Dalam kehidupan modern yang serba cepat, manusia kerap dihadapkan pada berbagai bentuk
tekanan emosional. Salah satu kondisi emosional yang sering dialami adalah sakit hati, baik karena
putus cinta, masalah keluarga, maupun kegagalan dalam kehidupan pribadi. Seiring dengan
meningkatnya stres, sejumlah orang mencari pelampiasan untuk melepaskan rasa sakit hati. Salah satu
tren yang kini muncul di kalangan anak muda adalah "speeding" atau berkendara dengan kecepatan
tinggi. Meski kegiatan ini dianggap bisa memberi kepuasan instan dan perasaan bebas, namun juga
menimbulkan dampak yang perlu diwaspadai.
Speeding, atau berkendara cepat di atas batas normal, seringkali dilakukan untuk mengalihkan
pikiran dari perasaan sakit hati. Dalam situasi seperti ini, kecepatan seakan-akan memberi sensasi
kebebasan yang menutupi rasa sakit dan melupakan masalah sejenak. Bagi sebagian orang, melaju
kencang di jalan raya dengan sepeda motor atau mobil seakan memberi efek adrenalin yang
menenangkan, karena fokus mereka teralihkan dari rasa emosional yang sedang dialami ke aksi
berkendara itu sendiri. Aktivitas ini memberikan ruang bagi mereka untuk melepaskan beban mental
yang berat, meskipun hanya sementara.
Selain itu, media sosial turut berperan dalam menjadikan speeding sebagai tren populer.
Banyak orang yang membagikan momen mereka saat melaju cepat di jalan raya di platform seperti
Instagram atau TikTok. Video-video ini, meski memberikan hiburan bagi sebagian orang, juga dapat
menjadi contoh negatif dan mendorong lebih banyak orang untuk mencoba hal serupa, bahkan tanpa
pertimbangan keselamatan yang memadai. Pada akhirnya, perilaku ini bisa memperkuat budaya
"speeding" sebagai bentuk pelampiasan, meskipun berisiko tinggi.
Di sisi lain, tren speeding sebagai sarana pelampiasan sakit hati juga memiliki sejumlah risiko
yang perlu disadari. Berkendara dengan kecepatan tinggi sangat berbahaya, terutama jika dilakukan di
jalan raya yang padat atau tanpa perlengkapan keselamatan yang memadai. Speeding meningkatkan
risiko kecelakaan fatal yang tidak hanya membahayakan diri sendiri, tetapi juga pengguna jalan lain.

+===+

SOAL LATIHAN:
A) Cetak kembali bagian teks tentang tren speeding, mulai dari "Banyak orang yang" terus ke bawah hingga "meskipun berisiko tinggi.".
B) Tentukan apakah setiap pernyataan berikut sesuai dengan teks tentang tren speeding, lalu jawab ya atau tidak disertai kutipan kata-kata teks yang menentukan: (i) Speeding sering dilakukan untuk mengalihkan pikiran dari perasaan sakit hati. (ii) Speeding melepaskan beban mental secara permanen. (iii) Speeding hanya membahayakan pengendaranya sendiri.

DATA SUMBER:
+===+

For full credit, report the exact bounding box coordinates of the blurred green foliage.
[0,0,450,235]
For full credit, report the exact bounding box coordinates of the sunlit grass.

+===+

JAWABAN TIAP SOAL:
A)
Banyak orang yang membagikan momen mereka saat melaju cepat di jalan raya di platform seperti
Instagram atau TikTok. Video-video ini, meski memberikan hiburan bagi sebagian orang, juga dapat
menjadi contoh negatif dan mendorong lebih banyak orang untuk mencoba hal serupa, bahkan tanpa
pertimbangan keselamatan yang memadai. Pada akhirnya, perilaku ini bisa memperkuat budaya
"speeding" sebagai bentuk pelampiasan, meskipun berisiko tinggi.

B)
(i) Ya: "seringkali dilakukan untuk mengalihkan pikiran dari perasaan sakit hati".
(ii) Tidak: "meskipun hanya sementara".
(iii) Tidak: "tidak hanya membahayakan diri sendiri, tetapi juga pengguna jalan lain".